• SOURCE DOCUMENT:
╔══

I do like my opinions to be entitled! While the framing might be a bit tight you did well in completing a tough technical task.

Take what you have learned and apply it to future endeavors.

But


----------



## Dominantly (Mar 10, 2013)

Technically good, artistically lacking (composition).


----------



## scotiez (Mar 10, 2013)

I guess it serves me right for posting on a forum. I have never had luck on a forum cause most people are rude and can't keep there commits to them selves. If i was looking for COMPOSITION i would have shown it. MY GOAL was to get crisp stop action photos in a not so well lite arena. If iwanted your opinion i would have asked for it. Maybe i should start posting negative comments on eveones posts too. even if your photos are fantastic.


----------



## Mully (Mar 10, 2013)

Then spell out what you want in C&C.... You are lucky I posted a picture last week and no one commented or looked at it.... That is just the way it works... If you don't like this just don't post but it is not good to snibble.


----------



## Dominantly (Mar 10, 2013)

I don't do so well with sensitive...

Congrats, you stopped motion in dim light, but no one here knew that was your goal because you did not elude to it. Besides it's silly to try and have people put blinders on and ignore issues.

If you are going to get your feelings hurt by accurate assessments of your posted work, then maybe you should reevaluate your decision to post online, it's not for everyone.


----------



## Tony S (Mar 10, 2013)

Next time if you don't want critiques, suggestions and comments post your photos in the "For Fun" forum.  Otherwise you get everyone's opinion on how they would have taken the shots.

BTW... where the heck are all the spectators?  That place looks empty.


----------



## snowbear (Mar 10, 2013)

╚══

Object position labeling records
╔══

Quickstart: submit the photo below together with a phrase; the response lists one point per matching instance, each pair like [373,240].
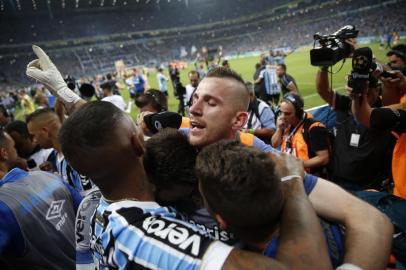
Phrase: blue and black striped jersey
[143,235]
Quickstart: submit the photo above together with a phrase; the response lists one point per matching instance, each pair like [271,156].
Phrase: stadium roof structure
[54,8]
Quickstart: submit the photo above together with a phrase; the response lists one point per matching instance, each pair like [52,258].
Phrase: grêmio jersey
[143,235]
[80,183]
[332,232]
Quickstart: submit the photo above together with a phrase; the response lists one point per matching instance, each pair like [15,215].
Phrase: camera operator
[194,78]
[392,118]
[360,155]
[297,133]
[397,61]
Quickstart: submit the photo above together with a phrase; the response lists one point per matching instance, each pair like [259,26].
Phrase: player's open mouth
[196,126]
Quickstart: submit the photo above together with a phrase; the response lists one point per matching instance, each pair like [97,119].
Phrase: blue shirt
[139,83]
[143,235]
[332,232]
[80,183]
[11,238]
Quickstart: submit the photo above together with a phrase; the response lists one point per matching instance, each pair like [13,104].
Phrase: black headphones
[297,103]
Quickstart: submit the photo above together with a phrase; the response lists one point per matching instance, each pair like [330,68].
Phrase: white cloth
[116,100]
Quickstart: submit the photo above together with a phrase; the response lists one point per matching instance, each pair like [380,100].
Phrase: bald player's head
[219,109]
[102,142]
[239,98]
[43,125]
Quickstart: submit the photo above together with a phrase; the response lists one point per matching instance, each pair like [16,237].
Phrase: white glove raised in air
[44,71]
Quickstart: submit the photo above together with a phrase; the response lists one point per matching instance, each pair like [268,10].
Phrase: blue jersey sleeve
[309,182]
[76,198]
[11,238]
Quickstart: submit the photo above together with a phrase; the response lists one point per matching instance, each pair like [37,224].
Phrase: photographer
[361,156]
[391,118]
[299,134]
[392,94]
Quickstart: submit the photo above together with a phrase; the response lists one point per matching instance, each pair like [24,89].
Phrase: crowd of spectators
[286,28]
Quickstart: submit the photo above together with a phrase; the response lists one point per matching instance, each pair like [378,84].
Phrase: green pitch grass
[298,65]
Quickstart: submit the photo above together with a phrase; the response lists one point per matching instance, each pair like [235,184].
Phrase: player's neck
[259,247]
[56,145]
[3,169]
[135,186]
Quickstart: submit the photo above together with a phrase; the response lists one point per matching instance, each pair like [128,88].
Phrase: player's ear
[222,223]
[239,120]
[137,144]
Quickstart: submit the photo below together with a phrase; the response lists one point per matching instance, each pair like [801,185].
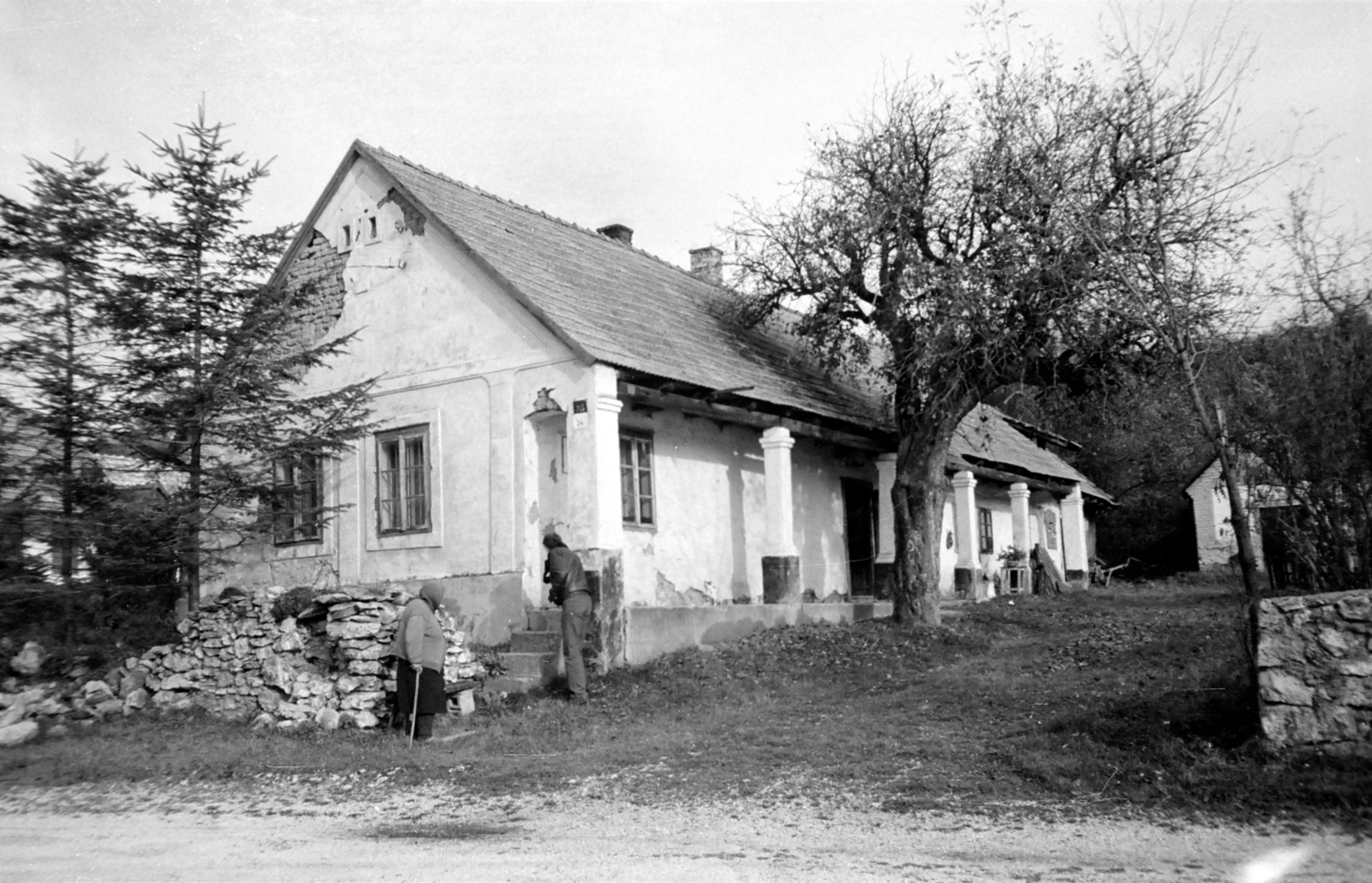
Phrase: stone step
[546,620]
[535,642]
[508,683]
[542,665]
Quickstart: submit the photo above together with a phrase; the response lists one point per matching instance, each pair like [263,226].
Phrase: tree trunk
[918,503]
[1214,431]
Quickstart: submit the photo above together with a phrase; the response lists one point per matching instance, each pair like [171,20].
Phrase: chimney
[708,263]
[619,233]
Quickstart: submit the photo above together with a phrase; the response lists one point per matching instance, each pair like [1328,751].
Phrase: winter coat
[418,638]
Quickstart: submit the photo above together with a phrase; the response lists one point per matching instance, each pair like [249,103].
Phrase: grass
[1129,700]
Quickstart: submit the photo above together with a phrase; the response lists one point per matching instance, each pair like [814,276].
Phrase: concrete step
[542,665]
[546,620]
[535,642]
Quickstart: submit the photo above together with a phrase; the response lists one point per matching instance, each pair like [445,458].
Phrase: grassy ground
[1129,700]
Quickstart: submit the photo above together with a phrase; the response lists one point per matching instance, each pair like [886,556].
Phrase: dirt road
[370,832]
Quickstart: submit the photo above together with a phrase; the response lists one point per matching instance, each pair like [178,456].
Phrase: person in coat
[418,649]
[569,588]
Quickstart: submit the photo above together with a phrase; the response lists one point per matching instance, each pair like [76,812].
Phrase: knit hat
[432,592]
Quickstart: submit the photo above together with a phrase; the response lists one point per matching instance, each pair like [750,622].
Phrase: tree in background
[214,359]
[1173,240]
[1140,443]
[939,243]
[58,273]
[1301,397]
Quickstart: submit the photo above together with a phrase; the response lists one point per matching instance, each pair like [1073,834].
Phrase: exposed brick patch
[317,279]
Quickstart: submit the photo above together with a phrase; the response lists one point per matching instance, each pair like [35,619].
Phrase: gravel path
[374,832]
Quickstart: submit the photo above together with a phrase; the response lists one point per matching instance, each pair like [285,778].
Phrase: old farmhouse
[539,376]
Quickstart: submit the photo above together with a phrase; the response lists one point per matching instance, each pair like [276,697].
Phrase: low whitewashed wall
[1315,681]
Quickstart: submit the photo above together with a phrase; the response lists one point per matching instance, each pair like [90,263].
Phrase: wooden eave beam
[756,418]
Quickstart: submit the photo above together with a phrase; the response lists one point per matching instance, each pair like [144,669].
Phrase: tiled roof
[985,436]
[628,308]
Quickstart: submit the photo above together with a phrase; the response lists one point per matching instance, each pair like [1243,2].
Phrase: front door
[858,528]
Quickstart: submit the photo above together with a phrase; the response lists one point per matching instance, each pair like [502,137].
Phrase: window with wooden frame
[402,482]
[635,478]
[298,501]
[988,539]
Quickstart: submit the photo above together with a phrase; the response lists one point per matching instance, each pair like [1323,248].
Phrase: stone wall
[326,664]
[1315,681]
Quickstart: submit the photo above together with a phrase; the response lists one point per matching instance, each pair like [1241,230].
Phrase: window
[635,478]
[297,501]
[402,480]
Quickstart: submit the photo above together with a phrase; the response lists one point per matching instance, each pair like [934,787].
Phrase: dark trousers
[432,700]
[576,622]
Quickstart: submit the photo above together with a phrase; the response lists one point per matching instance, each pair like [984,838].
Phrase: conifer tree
[58,270]
[214,363]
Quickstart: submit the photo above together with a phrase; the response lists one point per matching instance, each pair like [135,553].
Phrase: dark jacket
[563,571]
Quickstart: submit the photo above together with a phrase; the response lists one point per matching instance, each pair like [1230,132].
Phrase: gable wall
[449,350]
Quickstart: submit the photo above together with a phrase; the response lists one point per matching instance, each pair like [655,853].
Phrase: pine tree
[214,363]
[58,270]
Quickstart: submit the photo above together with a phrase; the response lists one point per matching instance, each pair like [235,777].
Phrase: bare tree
[1172,243]
[1301,395]
[937,242]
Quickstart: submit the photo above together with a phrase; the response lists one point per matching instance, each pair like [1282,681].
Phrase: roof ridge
[528,208]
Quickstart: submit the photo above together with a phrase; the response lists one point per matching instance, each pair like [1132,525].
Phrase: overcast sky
[655,116]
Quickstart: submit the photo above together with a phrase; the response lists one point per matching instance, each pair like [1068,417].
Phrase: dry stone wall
[324,665]
[1315,679]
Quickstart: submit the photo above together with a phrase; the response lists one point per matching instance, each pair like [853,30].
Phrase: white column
[1020,516]
[965,517]
[885,510]
[608,526]
[1074,535]
[781,532]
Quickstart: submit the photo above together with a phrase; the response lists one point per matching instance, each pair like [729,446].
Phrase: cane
[415,712]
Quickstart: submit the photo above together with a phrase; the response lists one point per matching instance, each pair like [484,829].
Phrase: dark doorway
[859,530]
[1286,574]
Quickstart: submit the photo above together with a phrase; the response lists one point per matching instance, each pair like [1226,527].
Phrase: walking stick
[415,712]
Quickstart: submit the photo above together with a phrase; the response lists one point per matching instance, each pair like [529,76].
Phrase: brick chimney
[619,233]
[708,263]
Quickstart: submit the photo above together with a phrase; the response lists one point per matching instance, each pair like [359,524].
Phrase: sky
[660,117]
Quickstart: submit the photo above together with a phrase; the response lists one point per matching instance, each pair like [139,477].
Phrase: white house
[535,375]
[1213,516]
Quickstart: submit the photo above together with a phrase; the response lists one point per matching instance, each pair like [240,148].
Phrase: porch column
[608,531]
[781,562]
[965,531]
[1020,516]
[597,526]
[1074,538]
[885,524]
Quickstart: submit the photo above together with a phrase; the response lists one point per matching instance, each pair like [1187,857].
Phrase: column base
[605,580]
[781,579]
[964,581]
[882,578]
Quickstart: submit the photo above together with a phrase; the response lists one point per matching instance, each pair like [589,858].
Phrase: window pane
[628,494]
[391,454]
[415,451]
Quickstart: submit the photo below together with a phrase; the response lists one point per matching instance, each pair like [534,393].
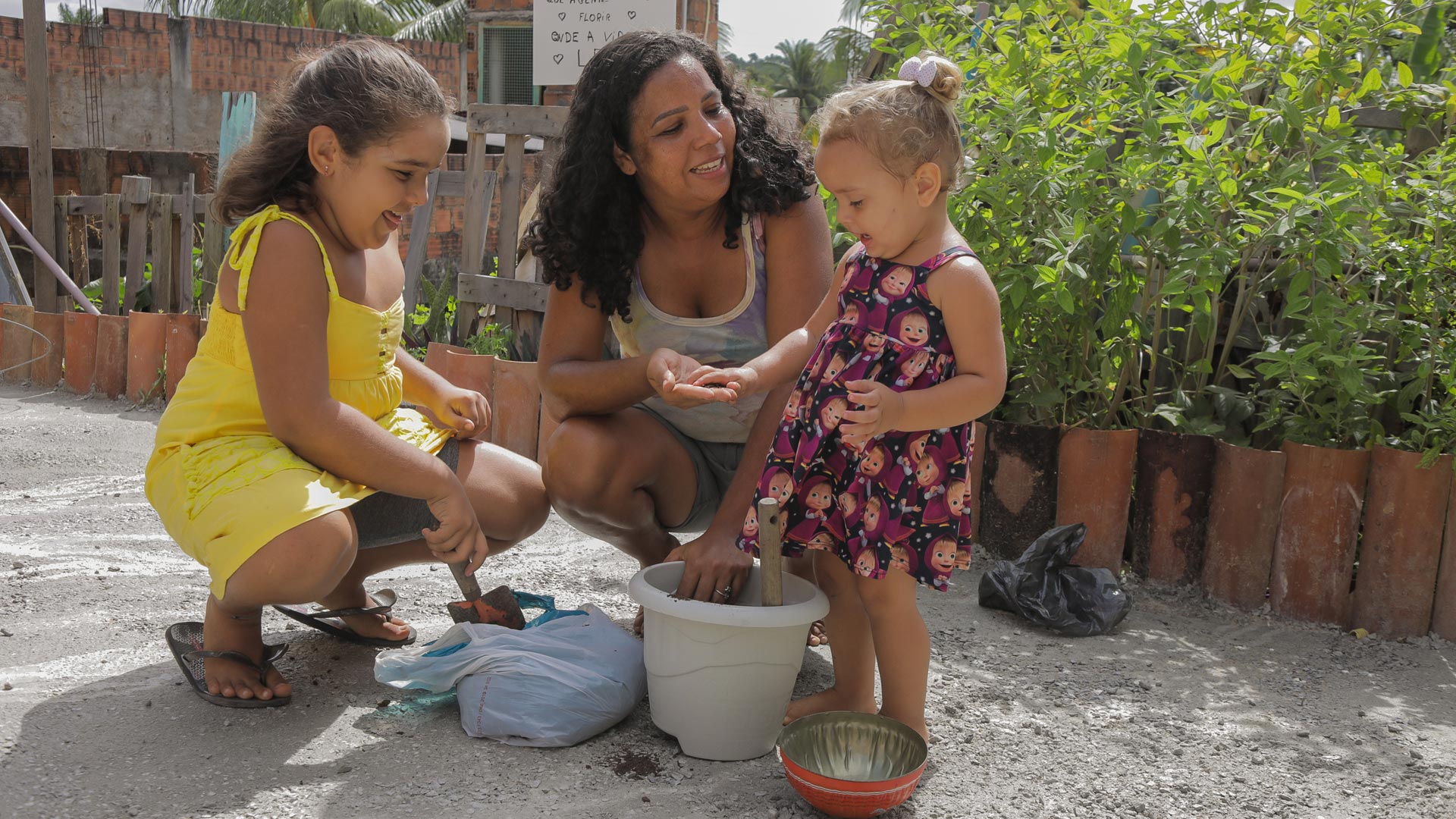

╚══

• TASK REQUIREMENTS:
**A.** In the forum thread, which forum does Tony S suggest for posting photos when critiques are not wanted?
**B.** Repeat the part of the forum thread that starts with "Then spell out" and goes on through "well with sensitive...".
Answer using only the forum thread.

• ANSWERS PER TASK:
**A.** The "For Fun" forum.

**B.**
Then spell out what you want in C&C.... You are lucky I posted a picture last week and no one commented or looked at it.... That is just the way it works... If you don't like this just don't post but it is not good to snibble.


----------



## Dominantly (Mar 10, 2013)

I don't do so well with sensitive...